The release of self-forgiveness

Followers of the Jain religion believe the universe is shaped like a human body. Likewise, Taoists think society at large functions the same as a single person. Thus, when you understand yourself, you can supposedly understand the workings of the entire universe.

Similarly, I’ve noticed I reflect my inner state of mind onto the outside world. If I love and accept who I am, other people tend to pick up on my positive, carefree vibes and treat me more benevolently than if I despise myself. Like most others, I go through periods where I am less than happy with who I am. But I’ve realized this isn’t healthy for me or for anyone I come into contact with. Thus, personal growth is no selfish act. When you shine with joy, you contagiously spread beams of radiance while negativity simply dissipates into the air.

Listing:

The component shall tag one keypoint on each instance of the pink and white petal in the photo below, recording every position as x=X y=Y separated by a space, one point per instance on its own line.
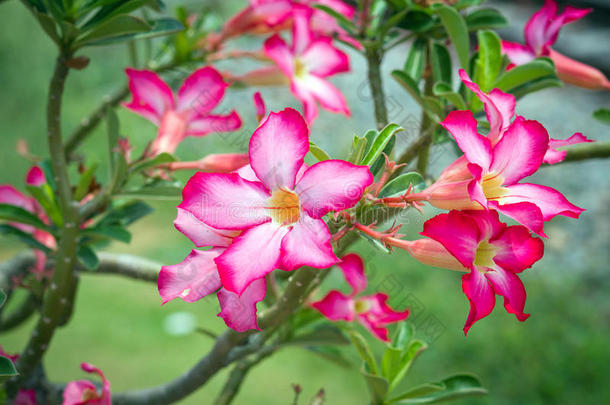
x=214 y=123
x=325 y=93
x=518 y=54
x=550 y=201
x=191 y=280
x=352 y=267
x=278 y=147
x=509 y=286
x=332 y=185
x=201 y=92
x=277 y=50
x=322 y=59
x=336 y=306
x=253 y=255
x=553 y=155
x=463 y=127
x=308 y=244
x=458 y=233
x=225 y=201
x=200 y=233
x=520 y=151
x=35 y=177
x=151 y=96
x=517 y=249
x=480 y=296
x=526 y=213
x=239 y=312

What to work on:
[1] Answer the following from the text on self-forgiveness:
(a) What do followers of the Jain religion believe the universe is shaped like?
(b) What do Taoists think society at large functions the same as?
(c) What does the text say personal growth is not?
[2] Transcribe the passage of the text on self-forgiveness that begins at the words "The release of" and stops after the words "the entire universe.".

Responses in order:
[1]
(a) A human body.
(b) A single person.
(c) A selfish act.

[2]
The release of self-forgiveness

Followers of the Jain religion believe the universe is shaped like a human body. Likewise, Taoists think society at large functions the same as a single person. Thus, when you understand yourself, you can supposedly understand the workings of the entire universe.